# [Material for this task]
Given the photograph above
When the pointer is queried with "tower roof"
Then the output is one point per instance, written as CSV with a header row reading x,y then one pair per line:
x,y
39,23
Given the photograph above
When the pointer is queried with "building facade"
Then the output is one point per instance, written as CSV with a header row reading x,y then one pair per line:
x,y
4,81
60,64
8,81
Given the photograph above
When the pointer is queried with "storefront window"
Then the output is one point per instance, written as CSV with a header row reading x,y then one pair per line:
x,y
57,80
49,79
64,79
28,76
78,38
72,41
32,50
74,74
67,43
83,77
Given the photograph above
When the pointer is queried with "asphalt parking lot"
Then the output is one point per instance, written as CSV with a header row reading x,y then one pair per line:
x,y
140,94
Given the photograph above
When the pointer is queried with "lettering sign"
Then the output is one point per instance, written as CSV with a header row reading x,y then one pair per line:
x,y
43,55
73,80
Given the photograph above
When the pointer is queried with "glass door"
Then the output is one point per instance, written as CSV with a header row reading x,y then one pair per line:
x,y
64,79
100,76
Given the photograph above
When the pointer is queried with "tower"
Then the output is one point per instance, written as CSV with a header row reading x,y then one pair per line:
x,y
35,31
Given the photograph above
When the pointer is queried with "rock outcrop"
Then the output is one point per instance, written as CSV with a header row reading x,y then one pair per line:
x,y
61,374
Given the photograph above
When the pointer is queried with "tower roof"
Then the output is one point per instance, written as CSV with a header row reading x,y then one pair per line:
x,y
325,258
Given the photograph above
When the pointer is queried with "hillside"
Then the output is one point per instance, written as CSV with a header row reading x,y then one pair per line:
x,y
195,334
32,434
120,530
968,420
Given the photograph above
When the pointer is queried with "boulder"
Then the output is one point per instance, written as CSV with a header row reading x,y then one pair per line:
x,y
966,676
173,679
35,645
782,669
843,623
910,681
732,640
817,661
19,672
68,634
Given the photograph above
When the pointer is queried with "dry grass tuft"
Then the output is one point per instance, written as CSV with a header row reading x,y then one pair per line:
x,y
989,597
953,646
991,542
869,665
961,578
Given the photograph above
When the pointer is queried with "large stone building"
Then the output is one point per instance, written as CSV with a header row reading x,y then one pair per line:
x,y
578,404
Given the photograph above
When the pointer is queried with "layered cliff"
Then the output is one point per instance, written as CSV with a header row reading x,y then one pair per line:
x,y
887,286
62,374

# [Directions for this task]
Would you give the material above again, complete and exact?

# [Exercise answer]
Given the photograph above
When the pointer is queried with "tower roof"
Then the output is one point per instance, written as CSV with a header row reading x,y then one pair per line:
x,y
39,23
Given the photograph above
When the pointer is queried with "building facade"
Then the output is one point per instance, written as CSV with a header row reading x,y then one pair per line:
x,y
4,81
60,64
8,81
Given the photograph above
When the pointer is queried with "storefront window"
Then the output is one point per instance, written as CSV with a header row reading x,y then one pair per line:
x,y
57,80
49,79
64,79
28,76
78,38
72,41
32,50
74,74
67,43
83,77
Given the photograph above
When the pointer is queried with "asphalt parking lot"
Then the output is one point per instance, written as CSV with a header row reading x,y then one pair per line:
x,y
140,94
Given the photograph above
When the pointer is queried with "lettering sign"
Then the output is one point per instance, written as CSV with a header row reading x,y then one pair per line:
x,y
43,55
73,80
Given the photograph above
When the pointer is queried with "glass door"
Then the output is one point per instance, written as CSV with a header row reading x,y then one pair per line:
x,y
64,79
100,76
Given the photograph above
When the pointer is queried with "tower"
Then the output is one point per instance, written as CSV with a header row reading x,y then one pair per line:
x,y
35,31
Given the photograph above
When the pointer is queried with "rock outcrop"
Then the output is one point per instance, written as CSV with a header row reading x,y then one pair per line:
x,y
61,374
Given the photograph above
When the pointer is queried with "tower roof"
Then the output is one point per instance, written as CSV with a header row reading x,y then one pair per line:
x,y
325,258
Given the photograph above
When the pointer is queried with "hillside"
Then the output is one point per instance, written as CSV with a header row reading x,y then one pair per line:
x,y
195,334
32,434
120,530
968,420
Given the photograph above
When the pointer is queried with "boulder"
Then the output is one point per instance, written as CSV with a header row reading x,y then one pair per line:
x,y
966,676
173,679
35,645
782,669
843,623
910,681
732,640
817,661
19,672
68,634
Given the photograph above
When the pointer is queried with "dry grass tuft"
Then the output is one point per instance, written as CSV with a header row reading x,y then one pair per line:
x,y
989,597
953,646
991,542
869,665
961,578
Given the photograph above
When the pointer is queried with "large stone building"
Then the output is one point per instance, written as CSV with a header row reading x,y then one pair per line:
x,y
578,404
Given the photograph above
When the pointer is queried with "layered cliff"
Then the output is one point per instance, written as CSV with a header row reading x,y then one pair per line:
x,y
887,286
62,374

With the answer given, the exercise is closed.